● **YOUR OBJECTIVE**: Quote each of the records below word for word, changing nothing.

------------------------------------

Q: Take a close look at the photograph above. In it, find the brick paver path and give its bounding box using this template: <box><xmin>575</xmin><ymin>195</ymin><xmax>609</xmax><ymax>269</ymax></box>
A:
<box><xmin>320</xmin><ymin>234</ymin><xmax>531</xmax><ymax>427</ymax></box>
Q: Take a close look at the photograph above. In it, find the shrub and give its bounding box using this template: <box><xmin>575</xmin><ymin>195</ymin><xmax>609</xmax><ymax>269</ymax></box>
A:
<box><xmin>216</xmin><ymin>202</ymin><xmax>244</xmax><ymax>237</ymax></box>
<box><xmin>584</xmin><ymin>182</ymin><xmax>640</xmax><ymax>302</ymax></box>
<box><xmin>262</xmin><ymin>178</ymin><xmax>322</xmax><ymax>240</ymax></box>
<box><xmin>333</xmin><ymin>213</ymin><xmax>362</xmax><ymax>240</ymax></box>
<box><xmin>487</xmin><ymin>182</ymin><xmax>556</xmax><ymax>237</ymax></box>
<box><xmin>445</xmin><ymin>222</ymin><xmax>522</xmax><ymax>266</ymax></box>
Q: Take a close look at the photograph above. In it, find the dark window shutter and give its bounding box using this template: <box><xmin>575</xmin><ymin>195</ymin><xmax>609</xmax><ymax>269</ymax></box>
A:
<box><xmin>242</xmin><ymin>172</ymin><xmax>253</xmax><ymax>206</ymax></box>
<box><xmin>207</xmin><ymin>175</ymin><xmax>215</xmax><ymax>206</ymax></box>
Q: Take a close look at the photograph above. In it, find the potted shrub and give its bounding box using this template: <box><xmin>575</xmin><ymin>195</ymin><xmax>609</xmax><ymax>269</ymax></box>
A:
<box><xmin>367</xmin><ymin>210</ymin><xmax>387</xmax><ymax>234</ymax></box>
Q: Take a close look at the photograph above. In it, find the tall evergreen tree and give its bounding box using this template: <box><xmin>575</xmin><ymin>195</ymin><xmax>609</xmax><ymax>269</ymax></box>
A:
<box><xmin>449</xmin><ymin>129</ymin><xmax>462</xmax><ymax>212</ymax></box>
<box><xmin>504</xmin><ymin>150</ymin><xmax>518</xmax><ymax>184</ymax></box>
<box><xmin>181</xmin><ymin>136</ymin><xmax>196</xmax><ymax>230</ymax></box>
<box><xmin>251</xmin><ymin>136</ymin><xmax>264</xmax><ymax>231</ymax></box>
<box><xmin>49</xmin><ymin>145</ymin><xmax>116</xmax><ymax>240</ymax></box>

------------------------------------

● **FINAL ANSWER**:
Q: Take a close look at the photograph above. In it, find the brick paver path and give its bounding box using this template: <box><xmin>575</xmin><ymin>195</ymin><xmax>609</xmax><ymax>269</ymax></box>
A:
<box><xmin>320</xmin><ymin>234</ymin><xmax>531</xmax><ymax>427</ymax></box>
Q: Take a close look at the photograph above. In it, find the shrub and give its bounding box using this template: <box><xmin>575</xmin><ymin>195</ymin><xmax>609</xmax><ymax>269</ymax></box>
A:
<box><xmin>216</xmin><ymin>202</ymin><xmax>244</xmax><ymax>237</ymax></box>
<box><xmin>584</xmin><ymin>182</ymin><xmax>640</xmax><ymax>302</ymax></box>
<box><xmin>262</xmin><ymin>178</ymin><xmax>322</xmax><ymax>240</ymax></box>
<box><xmin>333</xmin><ymin>213</ymin><xmax>362</xmax><ymax>240</ymax></box>
<box><xmin>487</xmin><ymin>182</ymin><xmax>556</xmax><ymax>237</ymax></box>
<box><xmin>445</xmin><ymin>222</ymin><xmax>522</xmax><ymax>266</ymax></box>
Q: Take a close look at the photograph above. In it, find the dark window shutter and give its bounding box using this template: <box><xmin>575</xmin><ymin>195</ymin><xmax>609</xmax><ymax>269</ymax></box>
A:
<box><xmin>242</xmin><ymin>172</ymin><xmax>253</xmax><ymax>206</ymax></box>
<box><xmin>207</xmin><ymin>175</ymin><xmax>215</xmax><ymax>206</ymax></box>
Q: Take a close look at the photograph above. In it, find the potted shrub and give its bounding box using this template: <box><xmin>575</xmin><ymin>195</ymin><xmax>609</xmax><ymax>269</ymax></box>
A:
<box><xmin>367</xmin><ymin>210</ymin><xmax>387</xmax><ymax>234</ymax></box>
Q: Take a close look at the photograph above. In it, find the tall evergreen tree and give its bounding box using this template: <box><xmin>575</xmin><ymin>195</ymin><xmax>609</xmax><ymax>269</ymax></box>
A:
<box><xmin>449</xmin><ymin>129</ymin><xmax>462</xmax><ymax>212</ymax></box>
<box><xmin>504</xmin><ymin>150</ymin><xmax>518</xmax><ymax>184</ymax></box>
<box><xmin>181</xmin><ymin>136</ymin><xmax>196</xmax><ymax>230</ymax></box>
<box><xmin>251</xmin><ymin>136</ymin><xmax>264</xmax><ymax>231</ymax></box>
<box><xmin>49</xmin><ymin>145</ymin><xmax>116</xmax><ymax>240</ymax></box>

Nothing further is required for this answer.